= Teks yang Disediakan =
┄┄┄┄┄┄┄┄┄┄

Rabu, 09 Maret 2011

Analisis Kesalahan Berbahasa


Bahasa sangat berperan penting dalam kehidupan manusia. Tanpa bahasa, maka kehidupan manusia akan kacau. Sebab dengan bahasalah manusia dapat menyampaikan isi hatinya, baik perasaan senang, sedih, kesal dan hal lainnya. Jadi, dengan adanya bahasa, manusia dapat menerima informasi antarsesamanya. Selain berfungsi sebagai ungkapan ekspresi, bahasa juga berfungsi sebagai sarana pengajaran. Proses belajar mengajar tidak akan berjalan tanpa adanya suatu media pengantar yaitu bahasa.
Bahasa Indonesia merupakan bahasa terpenting di negara Republik Indonesia. Hal tersebut sesuai dengan kedudukan bahasa Indonesia sebagai bahasa nasional dan bahasa negara yang telah ditetapkan dan dikukuhkan dalan Sumpah Pemuda tahun1928 dan UUD 1945, BAB XV pada pasal 36. Sebagai bahasa nasional, bahasa Indonesia berfungsi sebagai lambang kebanggaan bangsa, identitas nasional dan alat perhubungan antardaerah. Fungsi bahasa Indonesia sebagai sebagai bahasa negara adalah sebagai bahasa resmi kenegaraan, bahasa pengantar dunia pendidikan, alat perhubungan tingkat nasional, alat pengembangan kebudayaan dan ilmu pengetahuan serta teknologi. Oleh karena pentingnya bahasa Indonesia maka di dunia pendidikan, baik negeri maupun swasta, bahasa Indonesia dicantumkan sebagai mata pelajaran wajib mulai dari sekolah dasar sampai ke sekolah menengah umum, dan pada perguruan tinggi bahasa Indonesia dicantumkan sebagai mata kuliah pilihan dalam kumpulan mata kuliah ilmu pengetahuan dan teknologi.

┄┄┄┄┄┄┄┄┄┄

= Bahan yang Disediakan =
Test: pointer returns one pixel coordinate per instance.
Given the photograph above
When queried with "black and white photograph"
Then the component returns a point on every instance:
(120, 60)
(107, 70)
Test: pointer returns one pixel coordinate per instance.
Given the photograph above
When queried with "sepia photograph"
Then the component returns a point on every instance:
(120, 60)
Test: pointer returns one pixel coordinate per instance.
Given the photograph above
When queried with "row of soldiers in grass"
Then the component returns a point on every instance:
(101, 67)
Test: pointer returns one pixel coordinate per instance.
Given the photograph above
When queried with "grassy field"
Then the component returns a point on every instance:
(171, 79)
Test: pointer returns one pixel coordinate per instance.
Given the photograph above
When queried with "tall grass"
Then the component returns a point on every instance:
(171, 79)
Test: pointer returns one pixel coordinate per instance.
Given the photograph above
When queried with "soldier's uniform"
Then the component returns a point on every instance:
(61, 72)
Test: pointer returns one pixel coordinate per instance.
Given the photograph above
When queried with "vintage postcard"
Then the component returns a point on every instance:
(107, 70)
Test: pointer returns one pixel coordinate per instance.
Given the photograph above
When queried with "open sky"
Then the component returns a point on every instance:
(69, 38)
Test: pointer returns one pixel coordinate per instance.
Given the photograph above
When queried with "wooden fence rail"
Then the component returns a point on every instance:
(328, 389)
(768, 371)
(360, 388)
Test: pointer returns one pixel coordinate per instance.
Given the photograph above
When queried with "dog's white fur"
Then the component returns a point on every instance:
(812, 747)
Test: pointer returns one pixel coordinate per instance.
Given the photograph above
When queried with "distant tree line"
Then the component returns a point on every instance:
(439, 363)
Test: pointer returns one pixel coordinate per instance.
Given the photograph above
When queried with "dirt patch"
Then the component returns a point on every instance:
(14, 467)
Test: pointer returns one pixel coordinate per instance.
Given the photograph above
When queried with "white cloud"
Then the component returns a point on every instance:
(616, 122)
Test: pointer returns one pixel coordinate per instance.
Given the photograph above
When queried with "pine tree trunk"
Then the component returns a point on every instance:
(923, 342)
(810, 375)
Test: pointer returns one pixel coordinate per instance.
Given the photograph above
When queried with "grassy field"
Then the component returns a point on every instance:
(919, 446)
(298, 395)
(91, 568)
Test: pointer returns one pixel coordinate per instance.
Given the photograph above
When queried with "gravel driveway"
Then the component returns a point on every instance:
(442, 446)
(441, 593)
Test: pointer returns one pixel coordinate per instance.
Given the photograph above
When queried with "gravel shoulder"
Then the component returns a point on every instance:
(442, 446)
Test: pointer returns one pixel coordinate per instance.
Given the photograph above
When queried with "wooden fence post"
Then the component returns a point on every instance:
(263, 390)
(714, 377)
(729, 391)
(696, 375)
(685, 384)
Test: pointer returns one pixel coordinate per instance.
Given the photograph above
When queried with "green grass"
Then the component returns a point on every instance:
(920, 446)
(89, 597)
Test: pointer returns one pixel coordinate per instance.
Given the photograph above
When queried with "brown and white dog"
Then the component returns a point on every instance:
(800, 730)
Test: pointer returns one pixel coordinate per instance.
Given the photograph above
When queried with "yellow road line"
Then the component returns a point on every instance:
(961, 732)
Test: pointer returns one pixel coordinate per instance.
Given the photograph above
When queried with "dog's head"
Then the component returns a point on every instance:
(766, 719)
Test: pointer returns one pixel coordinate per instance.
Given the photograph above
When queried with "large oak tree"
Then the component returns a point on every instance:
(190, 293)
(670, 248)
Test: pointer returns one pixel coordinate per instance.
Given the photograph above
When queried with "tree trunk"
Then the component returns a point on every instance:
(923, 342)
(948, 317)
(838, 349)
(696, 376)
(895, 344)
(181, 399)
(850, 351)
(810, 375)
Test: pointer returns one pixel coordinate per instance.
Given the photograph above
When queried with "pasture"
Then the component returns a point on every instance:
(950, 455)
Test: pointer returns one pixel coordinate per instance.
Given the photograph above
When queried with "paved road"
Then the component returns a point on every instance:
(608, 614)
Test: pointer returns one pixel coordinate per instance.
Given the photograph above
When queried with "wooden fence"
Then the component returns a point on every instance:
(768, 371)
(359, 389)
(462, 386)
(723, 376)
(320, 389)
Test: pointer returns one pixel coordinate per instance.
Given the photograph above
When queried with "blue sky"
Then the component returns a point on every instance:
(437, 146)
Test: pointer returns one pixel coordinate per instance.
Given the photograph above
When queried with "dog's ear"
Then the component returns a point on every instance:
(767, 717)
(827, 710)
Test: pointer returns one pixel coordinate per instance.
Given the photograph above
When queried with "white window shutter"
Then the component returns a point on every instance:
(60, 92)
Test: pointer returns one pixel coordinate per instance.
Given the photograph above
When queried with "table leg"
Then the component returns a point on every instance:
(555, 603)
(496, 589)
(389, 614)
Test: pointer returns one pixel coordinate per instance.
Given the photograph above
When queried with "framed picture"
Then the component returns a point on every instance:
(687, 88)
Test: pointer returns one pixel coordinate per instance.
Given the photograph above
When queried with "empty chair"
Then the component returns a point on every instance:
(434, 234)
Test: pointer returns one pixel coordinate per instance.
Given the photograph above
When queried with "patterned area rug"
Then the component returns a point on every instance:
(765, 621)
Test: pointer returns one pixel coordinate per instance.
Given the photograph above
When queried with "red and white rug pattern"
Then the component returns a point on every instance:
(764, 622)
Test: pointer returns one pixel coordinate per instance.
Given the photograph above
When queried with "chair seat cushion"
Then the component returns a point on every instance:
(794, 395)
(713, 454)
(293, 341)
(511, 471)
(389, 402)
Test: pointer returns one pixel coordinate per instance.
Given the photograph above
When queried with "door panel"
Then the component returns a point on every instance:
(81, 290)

┄┄┄┄┄┄┄┄┄┄

= Rincian Tugas =
Apa saja fungsi bahasa Indonesia sebagai bahasa nasional menurut teks tentang analisis kesalahan berbahasa? Jawablah hanya dengan bersandar pada teks tentang analisis kesalahan berbahasa.

= Hasil =
Sebagai lambang kebanggaan bangsa, identitas nasional, dan alat perhubungan antardaerah.